**Rows from a dataset:**
## Begin

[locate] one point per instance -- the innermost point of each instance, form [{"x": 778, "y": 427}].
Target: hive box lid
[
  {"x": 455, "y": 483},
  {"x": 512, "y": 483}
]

## End

**Short task:** Update these lines by replacing "instance" with "object" everywhere it appears, leaving all other text as is.

**Correct output:**
[locate] one point per object -- the innermost point of each object, form [{"x": 778, "y": 427}].
Target: hive box lid
[
  {"x": 455, "y": 483},
  {"x": 512, "y": 483}
]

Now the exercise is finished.